━━ ENTRIES SUPPLIED
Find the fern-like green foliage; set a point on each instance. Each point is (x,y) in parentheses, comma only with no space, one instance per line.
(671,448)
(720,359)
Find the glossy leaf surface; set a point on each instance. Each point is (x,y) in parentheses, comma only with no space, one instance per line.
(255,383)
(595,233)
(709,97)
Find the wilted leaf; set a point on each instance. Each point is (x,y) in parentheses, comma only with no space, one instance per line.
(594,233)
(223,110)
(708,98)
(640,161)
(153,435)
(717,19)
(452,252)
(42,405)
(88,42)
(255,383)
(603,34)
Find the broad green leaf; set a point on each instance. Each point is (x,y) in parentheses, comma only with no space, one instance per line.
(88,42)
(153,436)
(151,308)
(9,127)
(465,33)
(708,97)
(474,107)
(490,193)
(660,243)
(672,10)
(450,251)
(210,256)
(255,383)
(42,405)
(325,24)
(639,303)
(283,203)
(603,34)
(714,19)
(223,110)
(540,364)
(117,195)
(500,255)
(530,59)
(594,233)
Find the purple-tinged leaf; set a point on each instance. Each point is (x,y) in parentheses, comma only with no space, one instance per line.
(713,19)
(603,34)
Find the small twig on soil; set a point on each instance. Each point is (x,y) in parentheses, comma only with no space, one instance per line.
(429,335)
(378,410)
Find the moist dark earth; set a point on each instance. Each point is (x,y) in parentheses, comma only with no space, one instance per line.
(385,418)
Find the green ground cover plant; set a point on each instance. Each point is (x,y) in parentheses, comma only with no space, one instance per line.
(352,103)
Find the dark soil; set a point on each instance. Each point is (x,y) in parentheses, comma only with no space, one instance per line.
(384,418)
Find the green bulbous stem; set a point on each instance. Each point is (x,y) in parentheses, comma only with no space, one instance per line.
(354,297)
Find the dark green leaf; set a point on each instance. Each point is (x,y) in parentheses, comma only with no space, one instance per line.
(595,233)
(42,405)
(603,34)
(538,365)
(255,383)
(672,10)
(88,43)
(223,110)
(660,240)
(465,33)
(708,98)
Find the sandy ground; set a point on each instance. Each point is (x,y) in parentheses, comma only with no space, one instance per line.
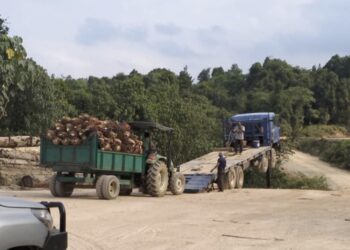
(235,219)
(337,179)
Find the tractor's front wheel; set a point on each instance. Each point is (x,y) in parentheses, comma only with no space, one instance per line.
(177,183)
(157,179)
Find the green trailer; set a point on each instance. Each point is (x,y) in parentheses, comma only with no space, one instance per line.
(112,173)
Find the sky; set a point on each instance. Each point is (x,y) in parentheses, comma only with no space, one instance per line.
(105,37)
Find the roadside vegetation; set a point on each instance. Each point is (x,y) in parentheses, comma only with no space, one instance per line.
(31,100)
(336,152)
(325,131)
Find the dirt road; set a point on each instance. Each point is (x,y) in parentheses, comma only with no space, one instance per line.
(235,219)
(337,179)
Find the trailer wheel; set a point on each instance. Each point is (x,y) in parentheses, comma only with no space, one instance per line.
(272,158)
(268,177)
(27,181)
(52,185)
(125,191)
(230,179)
(177,183)
(61,189)
(157,179)
(240,177)
(99,186)
(110,187)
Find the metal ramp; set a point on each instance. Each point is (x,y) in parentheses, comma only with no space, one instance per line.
(198,182)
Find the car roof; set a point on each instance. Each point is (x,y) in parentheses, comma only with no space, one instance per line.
(19,203)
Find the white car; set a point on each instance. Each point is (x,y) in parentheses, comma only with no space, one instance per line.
(26,225)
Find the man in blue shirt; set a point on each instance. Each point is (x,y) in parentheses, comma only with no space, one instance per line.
(221,165)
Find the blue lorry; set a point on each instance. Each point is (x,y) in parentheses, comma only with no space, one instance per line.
(261,140)
(260,128)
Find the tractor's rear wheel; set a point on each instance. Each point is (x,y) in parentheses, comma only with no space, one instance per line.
(110,187)
(230,179)
(61,189)
(99,186)
(157,179)
(177,183)
(240,177)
━━━━
» WORK REQUIRED
Quote every record above exactly, omitting any pictures they contain.

» REPLY
Find the fern-like green foliage; set a point on each instance. Each point is (x,y) in parentheses, comma only with no space, one instance per line.
(671,448)
(720,359)
Find the glossy leaf surface; set a point on each instance. Each point is (x,y) in parentheses, comma only with no space, one instance per line.
(255,383)
(595,233)
(709,97)
Find the wilted leaf; set a point on each instance. Each point is (x,y) in parentheses, comma only with no space, one instance per line.
(594,233)
(223,110)
(708,98)
(640,161)
(153,435)
(717,19)
(452,252)
(42,405)
(88,42)
(255,383)
(603,34)
Find the broad green leaf; set a point on each instance. Each point is (x,y) in parentheses, comma only with no space, one instance per line.
(88,42)
(153,436)
(151,308)
(9,127)
(465,33)
(708,97)
(474,107)
(490,193)
(660,243)
(672,10)
(450,251)
(210,256)
(255,383)
(42,405)
(325,24)
(639,303)
(283,203)
(603,34)
(714,19)
(223,110)
(540,364)
(117,195)
(500,255)
(530,59)
(594,233)
Find the purple-tinged leaf; set a point on each instance. Each point is (x,y) in parentheses, comma only with no space, one instance per line.
(713,19)
(603,34)
Find the small twig on soil; set a point on each instance. Each point is (x,y) in parentheses, comma only with no space, one instance per line.
(429,335)
(378,410)
Find the moist dark earth; set a point on each instance. Each point is (x,y) in parentheses, comma only with no space, one instance per line.
(385,418)
Find the green ground cover plant; set a point on each instance. Each point is (x,y) in parentheses, comma only with no space, one instance per line.
(352,103)
Find the dark soil; set a point on each instance. Each point is (x,y) in parentheses, comma only with no space, one instance per line.
(384,418)
Find the green bulbous stem; set a point on each instance. Each point is (x,y) in parentheses, comma only with no space, one instance per line.
(354,297)
Find the dark green leaf; set a point on each instance. Each point is (x,y) in parentheses, comma only with no space, one instance per line.
(595,233)
(42,405)
(603,34)
(538,365)
(255,383)
(672,10)
(88,43)
(223,110)
(660,240)
(465,33)
(708,98)
Find the sandy ground; set a point on each instance. Each point is (x,y) in parentheses, comma only with no space, one instance per line.
(235,219)
(337,179)
Find the tractor's front wheel; set a point on each instance. Each point is (x,y) in parentheses, comma only with no space, one instance per line.
(177,183)
(157,179)
Find the green trailer; set a point on each instance. Each point is (x,y) in parentheses, comma only with no space, one instance per line.
(112,173)
Find the sky; set a point on each instance. Each point is (x,y) in parentheses, comma only with no space, one instance per line.
(105,37)
Find the roadside vegetation; set a point on each instance. Each point is (x,y) in parentheses, comma only with no space, one instance per line.
(31,100)
(336,152)
(325,131)
Find the dirt road; set a point on each instance. Each point is (x,y) in parentheses, comma only with no space, one instance per line.
(235,219)
(337,179)
Find the trailer wheel; set a point on each instance. Each point is (x,y) in parentheses, comma only with no space, one instance per line.
(272,158)
(268,177)
(27,181)
(52,185)
(125,191)
(230,179)
(177,183)
(61,189)
(157,179)
(240,177)
(99,186)
(110,187)
Find the metal ramp; set a point on each instance. Each point is (x,y) in parentheses, comma only with no space, one instance per line.
(198,182)
Find the car roof; set a point on each instance. Each point is (x,y) in parentheses, comma only with no space, one instance per line.
(19,203)
Find the white car; set a point on each instance. Each point is (x,y) in parentheses, comma only with no space, one instance per line.
(26,225)
Find the man in blue shirt; set a point on each instance. Each point is (x,y) in parentheses, comma only with no space, one instance per line.
(221,165)
Find the blue lorry; set a point on each instance. Each point is (x,y) in parentheses, comma only with no space, one instance per line.
(261,140)
(260,128)
Find the tractor's rear wheel; set a point on each instance. Each point is (x,y) in parentheses, comma only with no space, one instance per line.
(110,187)
(230,179)
(61,189)
(99,186)
(157,179)
(177,183)
(240,177)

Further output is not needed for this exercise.